**To-do list:**
1 > In the article about the Buncombe County Family Justice Center, explain why it matters that the center puts many agencies in one place. Use one to three sentences.
2 > Pick up the article about the Buncombe County Family Justice Center after its last sentence and keep writing it.

Family Justice Center sees 50% rise in victim intake, commissioners expand preschool offerings

ADVOCATING FOR THE ABUSED: Staff from the Buncombe County Family Justice Center gave commissioners an update on its first year.
ADVOCATING FOR THE ABUSED: Staff from the Buncombe County Family Justice Center gave commissioners an update on its first year. Graphic courtesy of Buncombe County

More than one year after opening, county staff is touting the success of the Buncombe County Family Justice Center, but keeping an eye on improvement. Julie Klipp Nicholson, coordinator of the center, told commissioners during their Oct. 3 meeting that the facility processed 417 people during its first year.

The FJC is a one-stop location for victims of domestic and sexual abuse, featuring agencies like the county Sheriff’s Department, Mission Health, Helpmate, Pisgah Legal Services and other organizations that aim to help survivors move away from abusers. “Before the FJC, a survivor had to go to eight different locations to access services. Our mission is building a resilient community free from domestic and sexual violence,” said Klipp Nicholson.

Of the 417 people using the center, Klipp Nicholson said more than half accessed more than one organization, buttressing its mission of offering an array of services from counseling to health checkups. “We had 84 clients served by Mission Health Forensics at the FJC for sexual assault exams. They did not have to go to the emergency department,” she said.

**Data extract:**
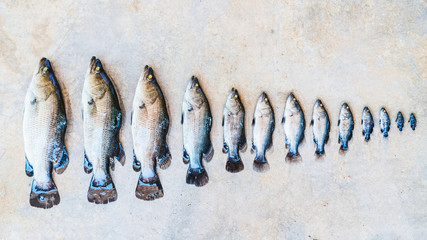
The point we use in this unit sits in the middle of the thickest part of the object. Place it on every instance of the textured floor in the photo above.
(370, 53)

**Answers by task:**
1 > Before the center opened, a survivor of domestic or sexual abuse had to go to eight different locations to get services. Now agencies like the Sheriff's Department, Mission Health, Helpmate and Pisgah Legal Services are all at one site. Survivors can get help ranging from counseling to health checkups without traveling from place to place.

2 >
And those services are needed by county residents, as Klipp Nicholson said there has been a 50 percent increase in victims seeking FJC resources in the first quarter of the current fiscal year (July-September). Last fiscal year, Buncombe County had 568 people charged with partner domestic crimes and 59 charged with sexual crimes, according to numbers provided by the center.

Sheriff Van Duncan said, “Even though we are doing very well, a lot of times justice can’t be reflected in numbers. Survivors that come to the FJC leave with the sense that their voice is being heard. Even though we are successful, we are looking for ways to assess ourselves. I’m proud to be part of this,” he said.

April Burgess-Johnson, executive director of the domestic violence awareness nonprofit Helpmate, added that a new campaign will be sharing stories of county survivors of abuse. “I’ve never been more excited about my work than at this moment and in this place, thanks to leadership in supporting these initiatives to improve the community’s response to domestic violence,” she said. Burgess-Johnson then showed a brief video from the new campaign called “Still Standing,” which you can view here.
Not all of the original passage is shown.